Information given Start Marker
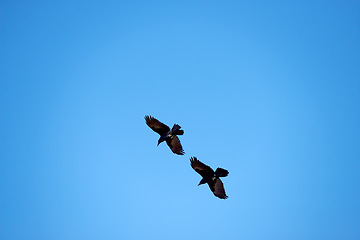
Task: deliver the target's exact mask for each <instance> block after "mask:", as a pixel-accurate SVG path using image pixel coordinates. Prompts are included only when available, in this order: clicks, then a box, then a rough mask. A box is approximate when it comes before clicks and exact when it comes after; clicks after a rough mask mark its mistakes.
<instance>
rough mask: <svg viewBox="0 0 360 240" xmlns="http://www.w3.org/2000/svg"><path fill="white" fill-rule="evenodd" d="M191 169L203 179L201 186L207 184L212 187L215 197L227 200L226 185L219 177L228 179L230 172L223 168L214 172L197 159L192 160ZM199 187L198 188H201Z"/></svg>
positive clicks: (200, 182)
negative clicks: (199, 174)
mask: <svg viewBox="0 0 360 240" xmlns="http://www.w3.org/2000/svg"><path fill="white" fill-rule="evenodd" d="M190 162H191V167H192V168H193V169H194V170H195V171H196V172H197V173H199V174H200V175H201V176H202V177H203V178H202V179H201V181H200V183H199V185H201V184H204V183H207V184H208V185H209V187H210V190H211V191H212V192H213V193H214V195H215V196H217V197H218V198H221V199H226V198H228V196H226V193H225V189H224V185H223V183H222V181H221V180H220V178H219V177H226V176H227V175H228V174H229V172H228V171H227V170H225V169H222V168H217V169H216V171H215V172H214V170H212V168H211V167H209V166H208V165H205V164H203V163H202V162H200V161H199V160H197V158H196V157H192V158H190ZM199 185H198V186H199Z"/></svg>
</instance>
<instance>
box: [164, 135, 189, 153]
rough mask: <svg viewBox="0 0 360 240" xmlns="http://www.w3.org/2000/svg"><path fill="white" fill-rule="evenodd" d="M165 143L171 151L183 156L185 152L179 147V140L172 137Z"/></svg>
Information given End Marker
→ **Exercise directions**
Retype the data above exactly; pictures are not part of the copy.

→ **Answer to the problem**
Task: deliver the target's exact mask for each <instance> block after "mask:", as a pixel-accurate SVG path using image pixel coordinates. Prompts are included only when available, in this order: clicks, then a box, then a rough mask. A box is approximate when it comes before clicks and exact when it comes after; clicks after a rough mask mark its mistakes.
<instance>
rough mask: <svg viewBox="0 0 360 240" xmlns="http://www.w3.org/2000/svg"><path fill="white" fill-rule="evenodd" d="M191 169L203 179L201 186L207 184L212 187L215 197L227 200L226 185L219 177L228 179L230 172L223 168L214 172L197 159L192 160ZM199 187L198 188H201Z"/></svg>
positive clicks: (200, 182)
negative clicks: (199, 174)
mask: <svg viewBox="0 0 360 240" xmlns="http://www.w3.org/2000/svg"><path fill="white" fill-rule="evenodd" d="M190 162H191V167H192V168H193V169H194V170H195V171H196V172H197V173H199V174H200V175H201V176H202V177H203V178H202V179H201V181H200V183H199V185H201V184H204V183H207V184H208V185H209V187H210V190H211V191H212V192H213V193H214V195H215V196H217V197H218V198H221V199H226V198H228V196H226V193H225V189H224V185H223V183H222V181H221V180H220V178H219V177H226V176H227V175H228V174H229V172H228V171H227V170H225V169H222V168H217V169H216V171H215V172H214V170H212V168H211V167H209V166H208V165H205V164H203V163H202V162H200V161H199V160H197V158H196V157H192V158H190ZM199 185H198V186H199Z"/></svg>
</instance>
<instance>
box: [164, 135, 189, 153]
rough mask: <svg viewBox="0 0 360 240" xmlns="http://www.w3.org/2000/svg"><path fill="white" fill-rule="evenodd" d="M165 143L171 151L183 156L185 152L179 147V140L172 137Z"/></svg>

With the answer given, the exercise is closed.